The Bible Between God and Man

Moses at NeboThis week’s Torah reading begins: (Deuteronomy 1:1.) “These are the words that Moshe spoke to the entire Jewish people.”

Noting the distinction between this book and the previous four, which are all “the word of G-d,” our Sages explain (Megillah 31b.) that Moshe recited the Book of Deuteronomy “on his own initiative.”

This does not, ח׳׳ו , mean that the Book of Deuteronomy is merely a mortal invention. Our Rabbis (Tosafos, op. cit.) immediately clarify that Moshe delivered his words “inspired by the Holy Spirit.” Similarly, when the Rambam defines the category of “those who deny the Torah,” (Mishneh Torah, Hilchos Teshuvah 3:8.) he includes: “a person who says that the Torah even one verse or one word does not emanate from G-d. If one would say, ‘Moshe made these statements independently,’ he is denying the Torah.”

Not a single commentator maintains that there is a difference in this regard between the Book of Deuteronomy and the four preceding books.

-Rabbi Eli Touger
“A Mortal Mouth Speaking G-d’s Word”
Adapted from Likkutei Sichos, Vol. IV, p. 1087ff; Vol. XIX, p. 9ff

Reading this commentary on last week’s Torah portion reminded me of my ongoing discussion with my Pastor about the purpose of Torah. Pastor Randy has told me his particular understanding of the function of Deuteronomy, one I’ve never heard before (and I’ll refrain from sharing that with you at this time), but it also made me think of our discussions about the “inspired” nature of the Bible.

**Your tasks:**
[A] According to the passage on Deuteronomy, what did the Rabbis say inspired Moshe's words?
[B] From the passage on Deuteronomy, pull out the text that begins at the words "This does not, ח׳׳ו" and stops after "four preceding books.".
[C] Keep writing the passage on Deuteronomy, picking up after its final sentence.
The lines after this have nothing to do with the passage on Deuteronomy.

**Dataset entries:**
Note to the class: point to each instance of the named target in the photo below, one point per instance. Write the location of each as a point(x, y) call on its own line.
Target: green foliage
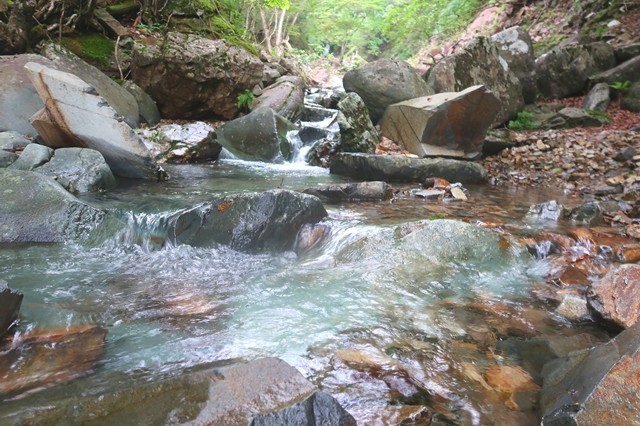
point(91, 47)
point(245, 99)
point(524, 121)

--

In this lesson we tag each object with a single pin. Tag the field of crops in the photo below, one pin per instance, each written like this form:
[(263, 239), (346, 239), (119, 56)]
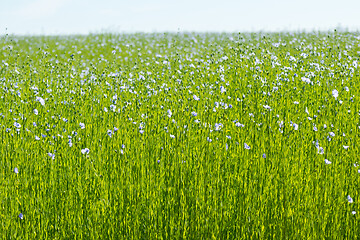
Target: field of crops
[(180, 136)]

--

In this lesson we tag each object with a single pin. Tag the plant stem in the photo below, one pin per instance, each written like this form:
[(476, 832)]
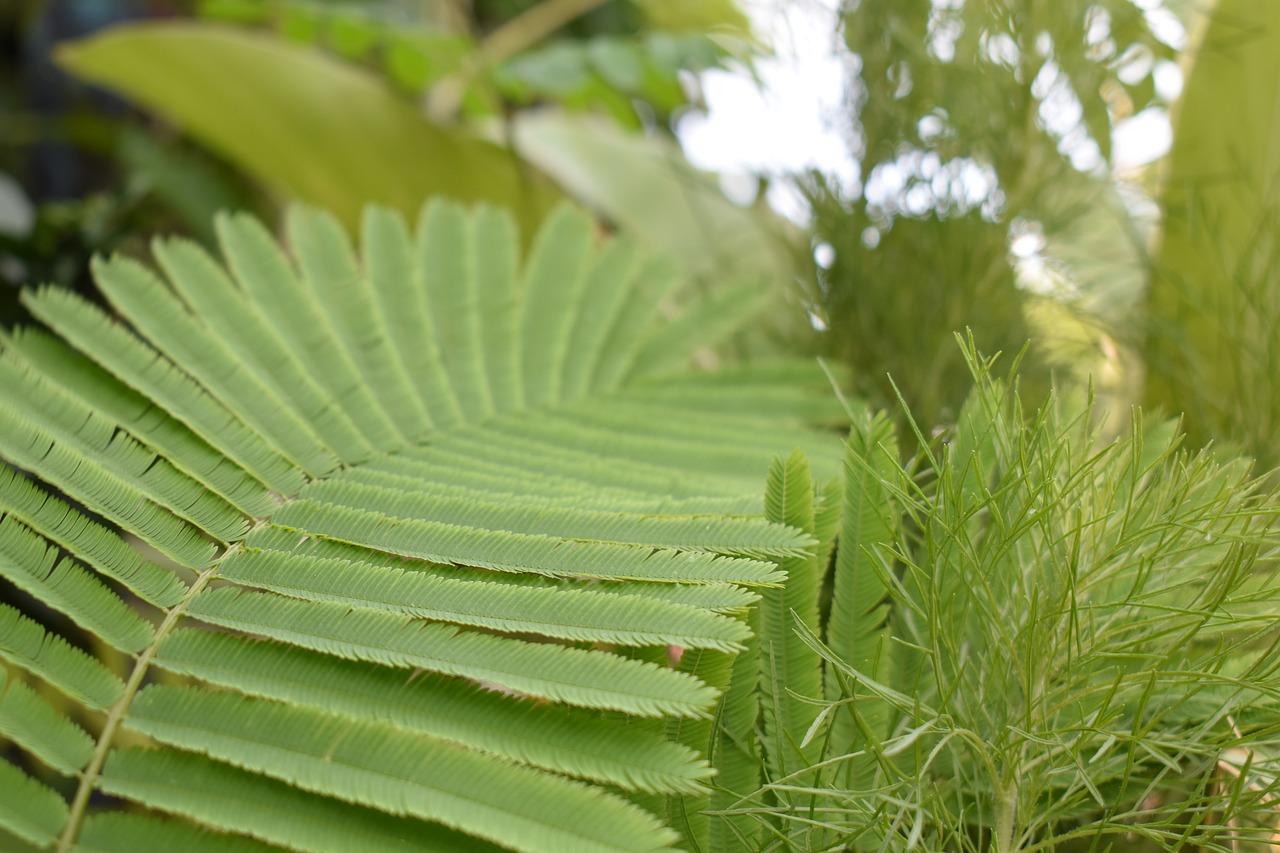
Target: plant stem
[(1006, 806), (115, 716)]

**Task-by-task results:**
[A] The Holy Spirit.

[B]
This does not, ח׳׳ו , mean that the Book of Deuteronomy is merely a mortal invention. Our Rabbis (Tosafos, op. cit.) immediately clarify that Moshe delivered his words “inspired by the Holy Spirit.” Similarly, when the Rambam defines the category of “those who deny the Torah,” (Mishneh Torah, Hilchos Teshuvah 3:8.) he includes: “a person who says that the Torah even one verse or one word does not emanate from G-d. If one would say, ‘Moshe made these statements independently,’ he is denying the Torah.”

Not a single commentator maintains that there is a difference in this regard between the Book of Deuteronomy and the four preceding books.

[C]
Rabbi Touger separates Deuteronomy from the rest of the Torah by saying the first four books were recorded by Moses just as they were given to him by God, but Deuteronomy involves a “relationship” between God’s inspiration and Moshe’s personality.

For the Book of Deuteronomy are merely Moshe’s words. Moshe’s identification with G-dliness was so great that when he states: (Deuteronomy 11:13.) “I will grant the rain of your land in its season,” he speaks in the first person although the pronoun “I” clearly refers to G-d. “The Divine Presence spoke from his mouth.” (See Zohar III, p. 232a; Shmos Rabbah 3:15.)

On the other hand, it is also clear that the book involves Moshe’s own thinking process. To give an example: there is a difference of opinion among our Sages as to whether the proximity (semichus) of two subjects in the Written Torah is significant or not. (Berachos 21b; Yevamos 4a.) One opinion maintains that it is, while the other explains that although when mortals structure their thoughts, order is important, but “Since the Torah was granted by the Almighty, the order of precedence is not significant.” (Raaban [Rabbi Eleazar ben Nasan], sec. 34.)

I’m reading this as saying Deuteronomy is inspired by God so much so that sometimes Moses speaks almost with God’s voice. On the other hand, Deuteronomy involves the words and thoughts of Moses and information provided by God is organized in Moses’s mind and presented in his oratory.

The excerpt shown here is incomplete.